Dataset records:
= = = =

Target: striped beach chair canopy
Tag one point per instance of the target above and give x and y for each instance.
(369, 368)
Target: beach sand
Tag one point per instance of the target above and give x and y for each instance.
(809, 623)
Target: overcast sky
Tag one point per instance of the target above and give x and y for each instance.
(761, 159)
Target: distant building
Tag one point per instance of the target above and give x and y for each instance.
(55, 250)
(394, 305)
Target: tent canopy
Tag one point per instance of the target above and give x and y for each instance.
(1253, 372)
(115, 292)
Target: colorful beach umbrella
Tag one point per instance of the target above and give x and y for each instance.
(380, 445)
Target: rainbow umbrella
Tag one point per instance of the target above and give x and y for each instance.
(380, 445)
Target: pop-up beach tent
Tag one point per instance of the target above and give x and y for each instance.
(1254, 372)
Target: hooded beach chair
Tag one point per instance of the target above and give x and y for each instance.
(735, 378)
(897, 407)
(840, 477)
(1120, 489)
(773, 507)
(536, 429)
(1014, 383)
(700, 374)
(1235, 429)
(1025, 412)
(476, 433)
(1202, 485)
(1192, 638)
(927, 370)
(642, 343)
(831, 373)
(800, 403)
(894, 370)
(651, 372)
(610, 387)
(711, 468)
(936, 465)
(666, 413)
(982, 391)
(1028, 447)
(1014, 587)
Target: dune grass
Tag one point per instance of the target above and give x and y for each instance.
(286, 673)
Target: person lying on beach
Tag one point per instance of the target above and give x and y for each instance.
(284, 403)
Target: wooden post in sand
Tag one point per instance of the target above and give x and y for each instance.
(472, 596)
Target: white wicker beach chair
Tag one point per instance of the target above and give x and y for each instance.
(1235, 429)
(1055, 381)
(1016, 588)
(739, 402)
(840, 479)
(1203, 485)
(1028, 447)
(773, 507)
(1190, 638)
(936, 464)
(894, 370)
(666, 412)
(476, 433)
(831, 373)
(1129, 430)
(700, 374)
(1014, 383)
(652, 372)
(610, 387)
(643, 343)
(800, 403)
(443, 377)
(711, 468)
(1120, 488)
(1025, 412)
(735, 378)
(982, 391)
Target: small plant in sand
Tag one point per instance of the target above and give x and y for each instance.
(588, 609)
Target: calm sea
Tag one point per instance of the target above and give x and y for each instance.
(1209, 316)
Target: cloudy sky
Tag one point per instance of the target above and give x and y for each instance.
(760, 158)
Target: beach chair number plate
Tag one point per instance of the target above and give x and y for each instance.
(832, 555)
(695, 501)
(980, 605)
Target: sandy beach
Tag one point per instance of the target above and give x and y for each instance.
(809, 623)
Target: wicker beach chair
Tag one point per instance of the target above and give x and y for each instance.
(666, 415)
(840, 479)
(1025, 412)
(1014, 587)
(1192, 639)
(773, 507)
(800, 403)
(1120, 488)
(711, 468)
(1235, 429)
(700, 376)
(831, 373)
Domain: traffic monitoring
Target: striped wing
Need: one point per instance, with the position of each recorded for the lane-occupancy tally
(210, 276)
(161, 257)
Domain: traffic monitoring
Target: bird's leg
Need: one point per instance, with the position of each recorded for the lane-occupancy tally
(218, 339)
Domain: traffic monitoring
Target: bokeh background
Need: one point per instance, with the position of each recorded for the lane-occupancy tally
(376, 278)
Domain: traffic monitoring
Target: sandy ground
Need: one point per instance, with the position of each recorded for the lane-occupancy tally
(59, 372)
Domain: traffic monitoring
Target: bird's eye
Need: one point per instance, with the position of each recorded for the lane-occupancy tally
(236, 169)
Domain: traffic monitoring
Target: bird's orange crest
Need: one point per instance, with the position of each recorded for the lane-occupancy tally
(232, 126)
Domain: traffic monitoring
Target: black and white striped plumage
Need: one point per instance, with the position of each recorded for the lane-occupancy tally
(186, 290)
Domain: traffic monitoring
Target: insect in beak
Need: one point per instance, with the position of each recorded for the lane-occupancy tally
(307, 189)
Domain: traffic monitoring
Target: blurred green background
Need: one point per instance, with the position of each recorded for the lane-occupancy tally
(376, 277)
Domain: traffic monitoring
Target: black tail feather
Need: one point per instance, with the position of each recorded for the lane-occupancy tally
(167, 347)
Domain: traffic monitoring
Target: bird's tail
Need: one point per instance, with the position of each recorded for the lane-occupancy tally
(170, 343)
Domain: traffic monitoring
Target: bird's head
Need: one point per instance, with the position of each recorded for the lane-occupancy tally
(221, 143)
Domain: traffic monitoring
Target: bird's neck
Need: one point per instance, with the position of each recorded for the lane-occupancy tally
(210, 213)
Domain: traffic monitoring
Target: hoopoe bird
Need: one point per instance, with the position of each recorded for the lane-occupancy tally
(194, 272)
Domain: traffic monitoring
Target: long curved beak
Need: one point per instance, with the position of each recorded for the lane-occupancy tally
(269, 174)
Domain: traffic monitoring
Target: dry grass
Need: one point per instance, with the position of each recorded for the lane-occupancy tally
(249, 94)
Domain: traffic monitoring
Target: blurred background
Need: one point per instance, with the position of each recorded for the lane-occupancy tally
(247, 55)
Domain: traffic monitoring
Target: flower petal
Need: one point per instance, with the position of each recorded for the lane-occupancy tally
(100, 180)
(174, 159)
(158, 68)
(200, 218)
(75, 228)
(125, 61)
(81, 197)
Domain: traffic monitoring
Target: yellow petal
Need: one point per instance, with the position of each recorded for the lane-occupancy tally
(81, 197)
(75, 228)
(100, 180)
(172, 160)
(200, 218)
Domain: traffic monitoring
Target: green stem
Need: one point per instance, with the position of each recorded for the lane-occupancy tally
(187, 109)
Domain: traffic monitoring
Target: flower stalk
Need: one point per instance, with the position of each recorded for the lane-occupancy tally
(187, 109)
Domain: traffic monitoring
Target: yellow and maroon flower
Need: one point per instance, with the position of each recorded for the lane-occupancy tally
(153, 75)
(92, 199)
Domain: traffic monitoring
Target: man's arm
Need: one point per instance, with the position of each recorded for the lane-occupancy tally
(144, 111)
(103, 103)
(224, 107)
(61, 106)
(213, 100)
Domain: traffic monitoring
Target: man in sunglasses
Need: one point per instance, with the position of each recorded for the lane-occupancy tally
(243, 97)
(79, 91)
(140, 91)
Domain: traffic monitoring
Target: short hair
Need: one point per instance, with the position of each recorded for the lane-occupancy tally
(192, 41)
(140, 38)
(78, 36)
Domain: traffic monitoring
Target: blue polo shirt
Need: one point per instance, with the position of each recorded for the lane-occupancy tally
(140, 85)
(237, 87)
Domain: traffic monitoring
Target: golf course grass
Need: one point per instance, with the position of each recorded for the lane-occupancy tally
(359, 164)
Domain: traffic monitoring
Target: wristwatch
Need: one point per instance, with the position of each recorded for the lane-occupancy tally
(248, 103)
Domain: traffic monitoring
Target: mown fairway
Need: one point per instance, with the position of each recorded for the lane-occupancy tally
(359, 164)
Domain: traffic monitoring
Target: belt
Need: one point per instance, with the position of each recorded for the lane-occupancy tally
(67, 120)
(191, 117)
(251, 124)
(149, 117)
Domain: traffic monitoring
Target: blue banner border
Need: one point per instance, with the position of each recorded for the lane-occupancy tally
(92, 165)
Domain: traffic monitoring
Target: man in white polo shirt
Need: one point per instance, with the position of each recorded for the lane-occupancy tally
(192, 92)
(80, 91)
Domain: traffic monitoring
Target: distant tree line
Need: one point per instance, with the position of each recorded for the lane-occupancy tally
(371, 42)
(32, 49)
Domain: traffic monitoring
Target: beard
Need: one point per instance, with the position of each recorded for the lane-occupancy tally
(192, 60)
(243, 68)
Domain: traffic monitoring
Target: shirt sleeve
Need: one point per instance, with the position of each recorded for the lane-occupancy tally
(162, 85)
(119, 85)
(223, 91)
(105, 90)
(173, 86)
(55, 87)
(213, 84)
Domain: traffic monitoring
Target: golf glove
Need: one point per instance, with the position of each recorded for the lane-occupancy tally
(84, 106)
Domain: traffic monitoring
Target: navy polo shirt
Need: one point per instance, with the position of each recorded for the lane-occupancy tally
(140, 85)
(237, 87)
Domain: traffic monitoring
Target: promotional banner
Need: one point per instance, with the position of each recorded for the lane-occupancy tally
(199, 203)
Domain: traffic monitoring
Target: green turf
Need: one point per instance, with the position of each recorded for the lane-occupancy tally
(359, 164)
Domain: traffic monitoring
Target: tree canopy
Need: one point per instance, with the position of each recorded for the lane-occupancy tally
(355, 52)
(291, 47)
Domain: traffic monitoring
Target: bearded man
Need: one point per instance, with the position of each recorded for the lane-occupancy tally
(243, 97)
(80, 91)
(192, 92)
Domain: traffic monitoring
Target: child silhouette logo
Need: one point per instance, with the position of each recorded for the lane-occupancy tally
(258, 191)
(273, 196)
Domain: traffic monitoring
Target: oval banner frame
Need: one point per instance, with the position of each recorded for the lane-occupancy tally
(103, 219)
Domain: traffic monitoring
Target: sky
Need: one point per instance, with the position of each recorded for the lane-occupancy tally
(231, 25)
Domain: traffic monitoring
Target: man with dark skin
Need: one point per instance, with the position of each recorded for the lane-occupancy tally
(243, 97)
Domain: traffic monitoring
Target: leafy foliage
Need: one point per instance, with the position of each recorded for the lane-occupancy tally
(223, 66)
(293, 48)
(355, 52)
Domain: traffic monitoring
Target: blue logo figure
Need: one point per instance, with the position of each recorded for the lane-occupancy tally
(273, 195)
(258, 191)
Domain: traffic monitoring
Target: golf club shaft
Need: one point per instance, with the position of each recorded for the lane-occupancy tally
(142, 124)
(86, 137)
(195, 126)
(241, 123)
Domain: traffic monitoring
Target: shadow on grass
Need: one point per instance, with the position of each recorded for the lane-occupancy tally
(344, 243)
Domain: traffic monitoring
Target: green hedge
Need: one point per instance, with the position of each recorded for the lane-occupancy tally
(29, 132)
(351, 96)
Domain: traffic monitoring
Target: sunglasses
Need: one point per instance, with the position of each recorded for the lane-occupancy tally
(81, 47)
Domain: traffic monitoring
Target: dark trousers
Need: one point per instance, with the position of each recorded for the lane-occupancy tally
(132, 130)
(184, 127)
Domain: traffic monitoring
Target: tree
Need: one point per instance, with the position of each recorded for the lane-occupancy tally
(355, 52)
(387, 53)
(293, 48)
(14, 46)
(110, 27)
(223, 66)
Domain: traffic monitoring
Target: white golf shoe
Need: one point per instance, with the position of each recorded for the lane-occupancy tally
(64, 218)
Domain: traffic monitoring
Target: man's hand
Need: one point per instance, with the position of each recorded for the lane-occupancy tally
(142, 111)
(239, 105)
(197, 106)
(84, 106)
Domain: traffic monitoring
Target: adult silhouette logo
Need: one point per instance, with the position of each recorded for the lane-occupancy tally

= = = =

Assignment:
Print the records above verbatim from their first line to the line containing "Target: white wicker beach chair", both included, and stop there.

Response to this task:
Target: striped beach chair canopy
Tag one point per instance of the target above and give x and y for each instance.
(369, 368)
Target: beach sand
Tag one point per instance of the target above and give x and y for each instance.
(809, 623)
Target: overcast sky
Tag one point per instance of the target above and give x and y for each instance.
(761, 159)
Target: distant building
Tag one point per instance of the target above and give x and y for each instance.
(55, 250)
(394, 305)
Target: tent canopy
Tag one point per instance of the target above and give x and y for each instance.
(1253, 372)
(115, 292)
Target: colorful beach umbrella
Tag one point per instance of the target above and give x and y for each instance.
(380, 445)
Target: rainbow umbrella
Tag one point per instance of the target above and give x and y for each instance.
(380, 445)
Target: pop-up beach tent
Tag one point per instance of the target above and give x and y for each instance.
(1254, 372)
Target: hooded beach chair
Tag one point per instance of the target above and give x and y for each instance.
(735, 378)
(897, 407)
(840, 477)
(1120, 489)
(773, 507)
(536, 429)
(1014, 383)
(700, 374)
(1235, 429)
(1025, 412)
(476, 433)
(1202, 485)
(1192, 638)
(927, 370)
(642, 343)
(831, 373)
(800, 403)
(894, 370)
(651, 372)
(610, 387)
(711, 468)
(936, 465)
(666, 413)
(982, 391)
(1028, 447)
(1014, 587)
Target: dune grass
Tag one point per instance of the target above and give x and y for each instance.
(286, 673)
Target: person lying on beach
Tag one point per instance of the target above and give x and y for each instance.
(284, 403)
Target: wooden post in sand
Tag one point per instance of the target above and give x and y for each instance.
(472, 596)
Target: white wicker beach chair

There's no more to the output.